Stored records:
- - - - - - -
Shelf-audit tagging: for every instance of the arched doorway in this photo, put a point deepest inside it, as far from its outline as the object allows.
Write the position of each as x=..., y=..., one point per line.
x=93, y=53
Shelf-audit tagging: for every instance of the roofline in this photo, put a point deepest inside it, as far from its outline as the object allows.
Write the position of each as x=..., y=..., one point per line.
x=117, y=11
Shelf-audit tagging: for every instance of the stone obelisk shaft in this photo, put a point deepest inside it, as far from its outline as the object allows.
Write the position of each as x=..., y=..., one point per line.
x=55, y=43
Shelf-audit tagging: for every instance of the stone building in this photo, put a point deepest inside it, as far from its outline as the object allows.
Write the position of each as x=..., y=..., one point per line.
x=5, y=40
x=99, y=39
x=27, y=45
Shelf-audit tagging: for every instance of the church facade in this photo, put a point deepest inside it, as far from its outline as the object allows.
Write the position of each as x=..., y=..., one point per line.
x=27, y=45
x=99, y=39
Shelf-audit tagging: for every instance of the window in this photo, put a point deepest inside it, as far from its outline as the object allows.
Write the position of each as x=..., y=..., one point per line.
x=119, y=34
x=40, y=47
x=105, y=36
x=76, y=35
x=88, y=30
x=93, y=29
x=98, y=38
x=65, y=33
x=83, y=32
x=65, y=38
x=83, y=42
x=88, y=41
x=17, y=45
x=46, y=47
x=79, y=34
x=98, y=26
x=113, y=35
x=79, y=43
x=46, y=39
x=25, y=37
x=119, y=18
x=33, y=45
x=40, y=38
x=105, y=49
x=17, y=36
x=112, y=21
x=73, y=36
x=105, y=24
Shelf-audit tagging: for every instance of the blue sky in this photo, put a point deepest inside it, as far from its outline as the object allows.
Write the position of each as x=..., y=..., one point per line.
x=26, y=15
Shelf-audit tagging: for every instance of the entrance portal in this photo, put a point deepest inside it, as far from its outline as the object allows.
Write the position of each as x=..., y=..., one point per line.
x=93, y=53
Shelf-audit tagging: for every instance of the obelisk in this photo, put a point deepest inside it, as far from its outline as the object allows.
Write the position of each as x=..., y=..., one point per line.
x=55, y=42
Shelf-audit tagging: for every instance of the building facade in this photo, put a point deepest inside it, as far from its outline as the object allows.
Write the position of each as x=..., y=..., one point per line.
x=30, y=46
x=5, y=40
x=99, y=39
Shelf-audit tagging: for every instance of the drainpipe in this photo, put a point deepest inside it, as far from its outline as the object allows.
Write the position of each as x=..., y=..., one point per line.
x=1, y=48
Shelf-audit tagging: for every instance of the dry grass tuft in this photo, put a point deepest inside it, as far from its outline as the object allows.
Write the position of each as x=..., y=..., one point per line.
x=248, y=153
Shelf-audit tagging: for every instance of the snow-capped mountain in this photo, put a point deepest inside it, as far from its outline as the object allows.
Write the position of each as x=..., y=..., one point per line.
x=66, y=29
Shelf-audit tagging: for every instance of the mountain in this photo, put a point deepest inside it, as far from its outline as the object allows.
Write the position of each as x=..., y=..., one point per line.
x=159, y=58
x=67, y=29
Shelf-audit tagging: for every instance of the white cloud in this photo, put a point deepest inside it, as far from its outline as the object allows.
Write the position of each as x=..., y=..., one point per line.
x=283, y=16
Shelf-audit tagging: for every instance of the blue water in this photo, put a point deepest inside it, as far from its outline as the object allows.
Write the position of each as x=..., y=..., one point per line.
- - - - - - -
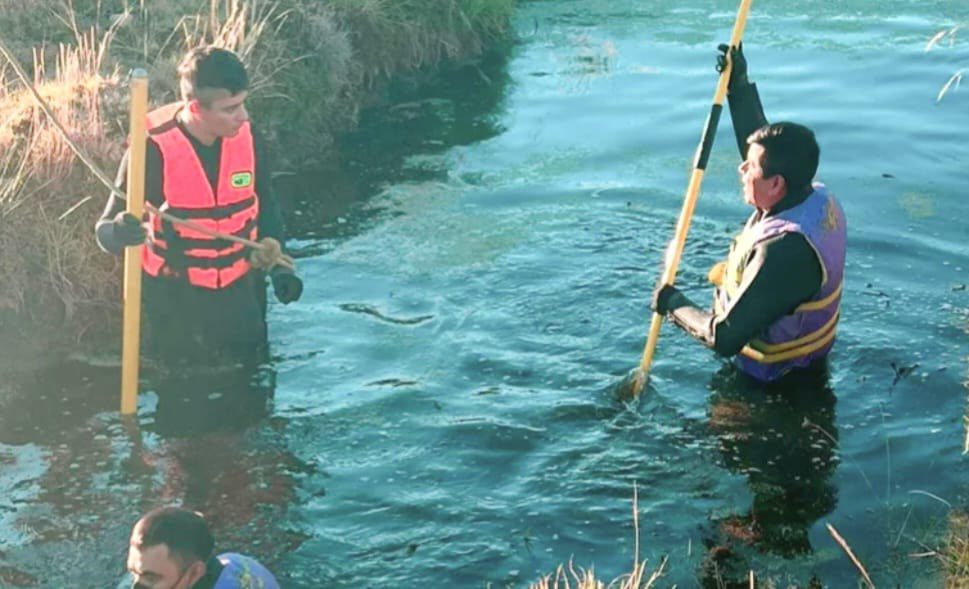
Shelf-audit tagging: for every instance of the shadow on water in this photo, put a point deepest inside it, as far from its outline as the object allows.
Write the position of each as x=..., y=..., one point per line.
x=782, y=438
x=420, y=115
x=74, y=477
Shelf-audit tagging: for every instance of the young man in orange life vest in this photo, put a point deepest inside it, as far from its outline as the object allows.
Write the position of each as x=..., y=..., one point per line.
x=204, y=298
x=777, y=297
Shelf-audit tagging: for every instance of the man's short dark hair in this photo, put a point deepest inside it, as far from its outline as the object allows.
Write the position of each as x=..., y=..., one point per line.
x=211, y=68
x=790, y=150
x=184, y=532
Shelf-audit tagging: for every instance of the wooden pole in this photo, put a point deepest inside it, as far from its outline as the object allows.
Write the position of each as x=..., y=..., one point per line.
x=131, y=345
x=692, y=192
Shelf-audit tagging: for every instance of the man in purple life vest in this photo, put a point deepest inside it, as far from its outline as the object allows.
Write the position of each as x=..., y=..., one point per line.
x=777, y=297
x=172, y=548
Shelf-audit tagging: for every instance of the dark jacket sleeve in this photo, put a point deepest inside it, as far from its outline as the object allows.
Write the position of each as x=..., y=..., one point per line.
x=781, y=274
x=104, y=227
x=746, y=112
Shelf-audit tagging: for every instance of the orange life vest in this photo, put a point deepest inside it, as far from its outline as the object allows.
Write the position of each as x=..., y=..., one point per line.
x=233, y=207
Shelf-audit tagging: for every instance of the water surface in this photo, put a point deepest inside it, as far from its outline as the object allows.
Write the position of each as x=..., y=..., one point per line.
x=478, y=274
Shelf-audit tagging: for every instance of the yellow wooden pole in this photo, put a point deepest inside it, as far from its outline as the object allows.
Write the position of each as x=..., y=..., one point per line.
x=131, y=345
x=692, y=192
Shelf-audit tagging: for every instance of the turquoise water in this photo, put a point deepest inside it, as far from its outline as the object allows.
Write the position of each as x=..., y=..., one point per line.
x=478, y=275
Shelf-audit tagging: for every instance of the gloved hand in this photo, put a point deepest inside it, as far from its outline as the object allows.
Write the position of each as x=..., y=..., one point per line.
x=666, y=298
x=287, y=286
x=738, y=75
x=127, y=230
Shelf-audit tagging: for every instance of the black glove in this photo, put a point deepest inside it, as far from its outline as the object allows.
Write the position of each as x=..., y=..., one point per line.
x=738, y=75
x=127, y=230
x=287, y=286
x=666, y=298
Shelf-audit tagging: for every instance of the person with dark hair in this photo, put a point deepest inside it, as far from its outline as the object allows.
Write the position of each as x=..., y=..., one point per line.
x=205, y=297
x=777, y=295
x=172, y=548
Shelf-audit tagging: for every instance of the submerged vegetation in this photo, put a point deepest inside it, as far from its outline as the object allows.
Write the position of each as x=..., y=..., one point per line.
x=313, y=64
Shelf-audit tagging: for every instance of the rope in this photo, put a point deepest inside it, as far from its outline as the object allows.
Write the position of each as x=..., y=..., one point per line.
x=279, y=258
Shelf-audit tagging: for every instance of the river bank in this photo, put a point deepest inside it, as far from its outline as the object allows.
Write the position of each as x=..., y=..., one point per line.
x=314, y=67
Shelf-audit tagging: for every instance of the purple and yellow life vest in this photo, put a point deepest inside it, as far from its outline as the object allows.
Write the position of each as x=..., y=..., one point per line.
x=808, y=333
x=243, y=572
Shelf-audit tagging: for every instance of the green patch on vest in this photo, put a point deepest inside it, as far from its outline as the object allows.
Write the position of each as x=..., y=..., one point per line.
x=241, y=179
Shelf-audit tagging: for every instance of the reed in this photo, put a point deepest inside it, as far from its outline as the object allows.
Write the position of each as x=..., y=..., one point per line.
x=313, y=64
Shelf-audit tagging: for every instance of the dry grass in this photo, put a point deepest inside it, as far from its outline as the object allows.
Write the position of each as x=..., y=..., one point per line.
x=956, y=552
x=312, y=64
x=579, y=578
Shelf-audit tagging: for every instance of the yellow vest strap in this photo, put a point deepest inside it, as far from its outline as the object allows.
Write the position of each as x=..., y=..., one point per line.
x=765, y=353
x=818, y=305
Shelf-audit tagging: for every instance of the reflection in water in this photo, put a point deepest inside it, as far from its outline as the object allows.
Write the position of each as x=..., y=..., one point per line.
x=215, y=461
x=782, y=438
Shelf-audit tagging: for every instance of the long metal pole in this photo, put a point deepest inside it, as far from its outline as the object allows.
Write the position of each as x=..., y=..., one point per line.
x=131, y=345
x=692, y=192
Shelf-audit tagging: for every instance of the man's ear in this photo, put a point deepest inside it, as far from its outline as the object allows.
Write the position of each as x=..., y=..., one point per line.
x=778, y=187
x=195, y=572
- - - - - - -
- **Description of the task**
Which lines of the stored records above contain the string "blue"? Pick out each one and copy it in full, treating uppercase and lowercase as different.

- **Result for this exercise**
Shelf-audit tagging: for every instance of the blue sky in this photo, put a point deepest inside it, as far from its outline as the object allows.
Shelf-audit tagging: for every instance of the blue water in this photo, put a point deepest inside it, as far from its outline as the object allows.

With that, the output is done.